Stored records
○ ○ ○ ○ ○

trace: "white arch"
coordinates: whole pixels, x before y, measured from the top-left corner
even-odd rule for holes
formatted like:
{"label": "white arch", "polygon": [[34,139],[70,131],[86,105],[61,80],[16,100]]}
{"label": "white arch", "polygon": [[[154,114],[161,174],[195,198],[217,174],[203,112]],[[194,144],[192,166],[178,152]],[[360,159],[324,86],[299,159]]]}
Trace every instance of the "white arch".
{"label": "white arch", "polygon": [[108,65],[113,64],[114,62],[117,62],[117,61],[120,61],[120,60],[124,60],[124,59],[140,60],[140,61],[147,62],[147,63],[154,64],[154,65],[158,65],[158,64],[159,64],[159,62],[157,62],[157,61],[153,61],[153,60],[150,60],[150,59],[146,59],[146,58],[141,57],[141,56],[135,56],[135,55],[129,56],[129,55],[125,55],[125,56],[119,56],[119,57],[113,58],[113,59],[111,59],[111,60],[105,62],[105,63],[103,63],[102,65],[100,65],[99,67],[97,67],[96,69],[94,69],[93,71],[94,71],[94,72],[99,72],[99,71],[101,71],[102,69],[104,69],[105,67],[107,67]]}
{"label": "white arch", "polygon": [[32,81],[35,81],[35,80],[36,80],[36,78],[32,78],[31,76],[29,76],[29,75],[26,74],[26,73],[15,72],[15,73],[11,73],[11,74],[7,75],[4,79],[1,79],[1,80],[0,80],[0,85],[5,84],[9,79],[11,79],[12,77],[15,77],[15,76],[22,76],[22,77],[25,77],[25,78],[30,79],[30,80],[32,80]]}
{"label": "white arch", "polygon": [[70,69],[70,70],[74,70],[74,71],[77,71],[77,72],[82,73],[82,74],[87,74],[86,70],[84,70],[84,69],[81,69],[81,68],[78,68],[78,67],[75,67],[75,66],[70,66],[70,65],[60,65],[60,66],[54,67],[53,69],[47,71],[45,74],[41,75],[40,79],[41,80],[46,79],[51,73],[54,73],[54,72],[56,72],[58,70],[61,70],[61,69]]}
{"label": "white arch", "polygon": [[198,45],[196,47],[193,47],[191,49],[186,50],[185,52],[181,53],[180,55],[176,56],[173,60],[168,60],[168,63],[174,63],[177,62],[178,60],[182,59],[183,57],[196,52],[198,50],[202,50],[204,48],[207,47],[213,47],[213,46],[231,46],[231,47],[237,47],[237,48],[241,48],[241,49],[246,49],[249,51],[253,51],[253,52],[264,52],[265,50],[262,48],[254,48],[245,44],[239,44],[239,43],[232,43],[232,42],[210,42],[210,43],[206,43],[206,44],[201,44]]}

○ ○ ○ ○ ○

Instructions for the task: Would you write out all the records exactly as they read?

Output for this exercise:
trace: "white arch"
coordinates: whole pixels, x before y, measured from the top-left corner
even-odd rule for holes
formatted like:
{"label": "white arch", "polygon": [[34,139],[70,131],[86,105],[61,80],[16,100]]}
{"label": "white arch", "polygon": [[[154,114],[161,174],[195,198],[217,174],[203,112]],[[194,144],[192,166],[178,152]],[[360,159],[324,86],[299,159]]]}
Trace every instance of the "white arch".
{"label": "white arch", "polygon": [[108,65],[113,64],[114,62],[117,62],[117,61],[120,61],[120,60],[124,60],[124,59],[140,60],[140,61],[147,62],[147,63],[154,64],[154,65],[158,65],[158,64],[159,64],[159,62],[157,62],[157,61],[153,61],[153,60],[150,60],[150,59],[146,59],[146,58],[141,57],[141,56],[135,56],[135,55],[129,56],[129,55],[125,55],[125,56],[119,56],[119,57],[113,58],[113,59],[111,59],[111,60],[105,62],[105,63],[103,63],[102,65],[100,65],[99,67],[97,67],[96,69],[94,69],[93,71],[94,71],[94,72],[99,72],[99,71],[101,71],[102,69],[104,69],[105,67],[107,67]]}
{"label": "white arch", "polygon": [[32,81],[35,81],[35,80],[36,80],[36,78],[32,78],[31,76],[29,76],[29,75],[26,74],[26,73],[15,72],[15,73],[11,73],[11,74],[7,75],[4,79],[1,79],[1,80],[0,80],[0,85],[5,84],[9,79],[11,79],[12,77],[15,77],[15,76],[22,76],[22,77],[25,77],[25,78],[30,79],[30,80],[32,80]]}
{"label": "white arch", "polygon": [[70,69],[70,70],[74,70],[74,71],[77,71],[77,72],[82,73],[82,74],[87,74],[86,70],[84,70],[84,69],[81,69],[81,68],[78,68],[78,67],[75,67],[75,66],[70,66],[70,65],[60,65],[60,66],[54,67],[53,69],[47,71],[45,74],[41,75],[40,79],[41,80],[46,79],[51,73],[54,73],[54,72],[56,72],[58,70],[61,70],[61,69]]}
{"label": "white arch", "polygon": [[198,45],[196,47],[193,47],[191,49],[186,50],[185,52],[181,53],[180,55],[176,56],[173,60],[168,60],[168,63],[174,63],[177,62],[178,60],[182,59],[183,57],[196,52],[198,50],[202,50],[204,48],[207,47],[213,47],[213,46],[231,46],[231,47],[237,47],[237,48],[241,48],[241,49],[246,49],[249,51],[253,51],[253,52],[264,52],[265,50],[262,48],[254,48],[245,44],[239,44],[239,43],[232,43],[232,42],[210,42],[210,43],[206,43],[206,44],[201,44]]}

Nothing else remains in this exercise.